How to complete this task: Each entry is to be retyped exactly as it appears. Leave the images out.

(Stored data entries)
========================================================================
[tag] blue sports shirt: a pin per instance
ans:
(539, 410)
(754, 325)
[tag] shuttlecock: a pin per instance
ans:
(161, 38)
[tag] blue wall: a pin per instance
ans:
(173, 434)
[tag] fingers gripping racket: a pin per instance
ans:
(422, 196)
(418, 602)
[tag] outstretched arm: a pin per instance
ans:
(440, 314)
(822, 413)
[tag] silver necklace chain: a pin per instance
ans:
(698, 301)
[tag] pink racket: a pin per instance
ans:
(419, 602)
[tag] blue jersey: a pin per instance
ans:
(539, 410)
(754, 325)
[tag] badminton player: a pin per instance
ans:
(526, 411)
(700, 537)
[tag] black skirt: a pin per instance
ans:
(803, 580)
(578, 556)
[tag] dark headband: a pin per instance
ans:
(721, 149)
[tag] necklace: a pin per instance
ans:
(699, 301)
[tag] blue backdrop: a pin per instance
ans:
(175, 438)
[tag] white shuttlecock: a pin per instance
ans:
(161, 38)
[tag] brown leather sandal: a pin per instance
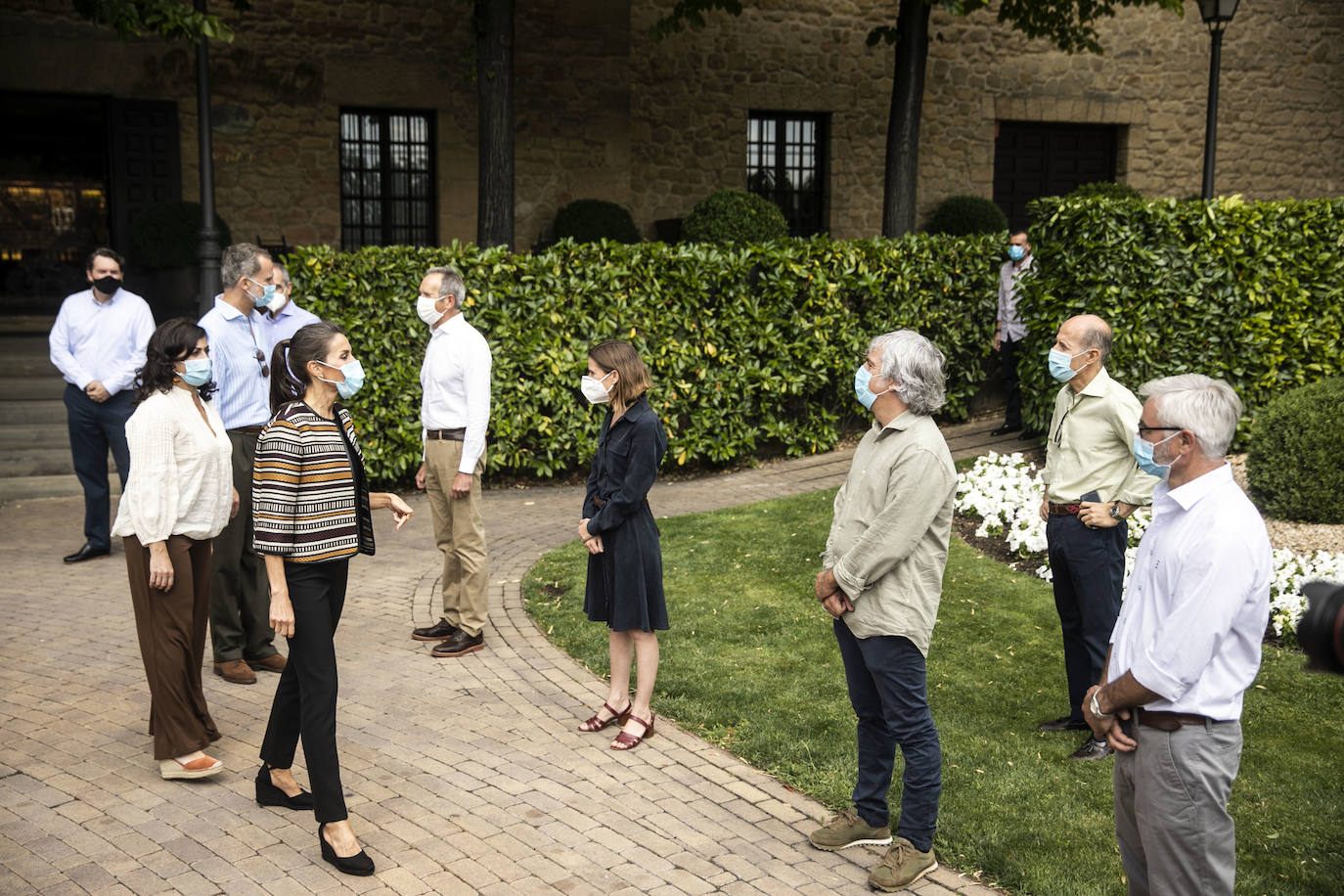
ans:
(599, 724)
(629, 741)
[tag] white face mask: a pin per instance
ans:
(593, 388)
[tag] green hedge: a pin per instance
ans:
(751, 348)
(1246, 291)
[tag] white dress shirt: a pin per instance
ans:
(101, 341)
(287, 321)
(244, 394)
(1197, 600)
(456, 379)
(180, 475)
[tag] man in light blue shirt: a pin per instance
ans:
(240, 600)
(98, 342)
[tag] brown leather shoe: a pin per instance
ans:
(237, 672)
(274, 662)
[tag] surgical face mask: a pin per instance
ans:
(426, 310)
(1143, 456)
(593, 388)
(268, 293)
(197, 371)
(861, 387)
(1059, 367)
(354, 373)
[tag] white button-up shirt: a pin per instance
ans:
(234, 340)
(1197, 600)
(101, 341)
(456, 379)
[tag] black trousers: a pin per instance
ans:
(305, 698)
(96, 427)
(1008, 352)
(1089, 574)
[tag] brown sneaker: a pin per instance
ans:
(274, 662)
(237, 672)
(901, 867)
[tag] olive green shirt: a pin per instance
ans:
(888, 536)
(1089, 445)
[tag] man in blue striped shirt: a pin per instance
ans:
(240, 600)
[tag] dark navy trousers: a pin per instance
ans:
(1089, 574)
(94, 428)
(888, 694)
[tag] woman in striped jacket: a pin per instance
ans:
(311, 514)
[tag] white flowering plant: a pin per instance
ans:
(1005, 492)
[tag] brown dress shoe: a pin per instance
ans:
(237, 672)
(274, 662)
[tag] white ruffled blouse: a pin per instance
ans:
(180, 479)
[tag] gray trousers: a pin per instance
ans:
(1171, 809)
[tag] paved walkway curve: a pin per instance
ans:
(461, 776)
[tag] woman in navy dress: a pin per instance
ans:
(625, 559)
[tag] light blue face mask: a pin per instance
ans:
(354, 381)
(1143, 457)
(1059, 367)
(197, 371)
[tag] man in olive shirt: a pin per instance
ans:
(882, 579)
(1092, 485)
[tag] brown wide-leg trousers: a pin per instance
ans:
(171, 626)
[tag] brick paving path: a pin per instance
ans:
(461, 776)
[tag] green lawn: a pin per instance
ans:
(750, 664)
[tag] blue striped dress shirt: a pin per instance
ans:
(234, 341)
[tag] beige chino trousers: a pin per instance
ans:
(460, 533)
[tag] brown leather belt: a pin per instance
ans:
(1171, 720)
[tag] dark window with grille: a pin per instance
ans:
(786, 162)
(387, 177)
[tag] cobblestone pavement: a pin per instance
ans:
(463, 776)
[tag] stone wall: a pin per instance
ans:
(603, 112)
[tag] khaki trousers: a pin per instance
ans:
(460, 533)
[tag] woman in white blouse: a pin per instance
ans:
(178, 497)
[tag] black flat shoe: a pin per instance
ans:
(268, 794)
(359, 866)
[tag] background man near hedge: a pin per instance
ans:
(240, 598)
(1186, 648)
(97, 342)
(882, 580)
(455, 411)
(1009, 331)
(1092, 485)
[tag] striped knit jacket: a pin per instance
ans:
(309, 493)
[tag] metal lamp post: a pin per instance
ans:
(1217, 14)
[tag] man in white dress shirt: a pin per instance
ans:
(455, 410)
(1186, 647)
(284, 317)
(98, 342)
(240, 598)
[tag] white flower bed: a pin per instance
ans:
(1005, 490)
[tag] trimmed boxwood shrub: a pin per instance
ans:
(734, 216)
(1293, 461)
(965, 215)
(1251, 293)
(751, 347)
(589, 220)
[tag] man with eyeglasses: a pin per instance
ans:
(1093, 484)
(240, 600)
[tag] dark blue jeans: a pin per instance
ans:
========================================================================
Response for this exercise:
[tag] blue sports shirt: a pin per instance
ans:
(539, 410)
(754, 325)
[tag] shuttlecock: a pin per instance
ans:
(161, 38)
[tag] blue wall: a pin per instance
ans:
(173, 434)
[tag] fingers gripping racket: a pin per instance
ans:
(422, 196)
(418, 602)
[tag] outstretched arm: a pin per instance
ans:
(440, 314)
(822, 413)
[tag] silver necklace chain: a pin per instance
ans:
(698, 301)
[tag] pink racket: a pin per instance
ans:
(419, 602)
[tag] blue jersey: a pin per instance
ans:
(539, 410)
(754, 325)
[tag] badminton player: a pin per instance
ans:
(526, 411)
(700, 537)
[tag] black skirt: a pin per instance
ans:
(803, 580)
(578, 556)
[tag] dark headband: a pin per instance
ans:
(721, 149)
[tag] necklace: a pin per instance
ans:
(699, 301)
[tag] blue backdrop: a pin per instance
ans:
(175, 438)
[tag] white shuttlecock: a pin per instance
ans:
(161, 38)
[tag] brown leather sandal: a pin per instance
ans:
(599, 724)
(629, 741)
[tag] white face mask: a pin per instance
ans:
(593, 388)
[tag] green hedge: a pin per instance
ans:
(751, 348)
(1246, 291)
[tag] white dress shirt: a pin per instance
ans:
(101, 341)
(287, 321)
(244, 394)
(1197, 600)
(456, 379)
(180, 475)
[tag] man in light blue shirt: a pin per instance
ans:
(240, 600)
(98, 342)
[tag] brown leather shoe: a pin per instance
ans:
(237, 672)
(274, 662)
[tag] surgical face mask: a pin per instance
ans:
(426, 310)
(1143, 456)
(593, 388)
(268, 293)
(197, 371)
(861, 387)
(1059, 367)
(354, 373)
[tag] white button-up shirt: a pin per instance
ans:
(234, 340)
(1197, 600)
(101, 341)
(456, 379)
[tag] black trousers: a pin per instance
ans:
(305, 698)
(96, 427)
(1008, 352)
(1089, 574)
[tag] brown sneaker: a pin per instance
ans:
(274, 662)
(237, 672)
(901, 867)
[tag] olive green shirt: a pin per instance
ans:
(888, 536)
(1089, 445)
[tag] man in blue striped shirt: a pin per instance
ans:
(240, 600)
[tag] dark navy trousers: a pin per instance
ans:
(1089, 574)
(94, 428)
(888, 694)
[tag] woman in striped jacket: a pin per instance
ans:
(311, 514)
[tag] white flowering plant: a pin per instance
ans:
(1005, 492)
[tag] brown dress shoe: a pin per instance
ans:
(237, 672)
(274, 662)
[tag] white ruffled blouse: a pin per instance
ans:
(180, 479)
[tag] gray trousers: a pin per instance
ans:
(1171, 809)
[tag] paved walkway curve: a pin per instance
ans:
(461, 776)
[tag] woman in navy dress: a pin per instance
ans:
(625, 559)
[tag] light blue face mask: a pin per instance
ans:
(354, 381)
(1143, 457)
(1059, 367)
(197, 371)
[tag] man in olive shirt: a pin per instance
ans:
(882, 579)
(1092, 485)
[tag] brown wide-leg trousers: a pin per instance
ans:
(171, 626)
[tag] brick paving path: a pin per instance
ans:
(461, 776)
[tag] green lawn: a pin per instance
ans:
(750, 664)
[tag] blue striped dress shirt: a pin per instance
ans:
(234, 341)
[tag] beige chino trousers: a pin per instance
ans:
(460, 533)
[tag] brown leather belt: a pin per instance
ans:
(1171, 720)
[tag] dark window with grille: a pin per instance
ans:
(786, 162)
(387, 177)
[tag] cobblestone pavement: a pin per instance
ans:
(463, 776)
[tag] stone wall: a pin per instance
ans:
(603, 112)
[tag] khaki trousers: a pin per instance
ans:
(460, 533)
[tag] woman in white blouse: a pin per instance
ans:
(178, 497)
[tag] black flat shoe: a pin per instance
ans:
(268, 794)
(359, 866)
[tag] background man near hedge: a pin per instance
ans:
(240, 598)
(1186, 648)
(97, 342)
(882, 580)
(455, 411)
(1009, 331)
(1092, 485)
[tag] striped knit jacket: a pin per instance
ans:
(309, 493)
[tag] metal lamp post: a pin per instance
ans:
(1217, 14)
[tag] man in white dress shirt: a pin per instance
ans:
(455, 410)
(1186, 647)
(284, 317)
(98, 342)
(240, 598)
[tag] white flower bed: a pin per instance
ans:
(1005, 490)
[tag] trimmed boxwood shrub: a pin per instance
ans:
(734, 216)
(1293, 461)
(965, 215)
(1251, 293)
(751, 347)
(589, 220)
[tag] man with eyeglasses: a pin per instance
ans:
(1093, 484)
(240, 600)
[tag] dark blue jeans: a pin per instance
ans:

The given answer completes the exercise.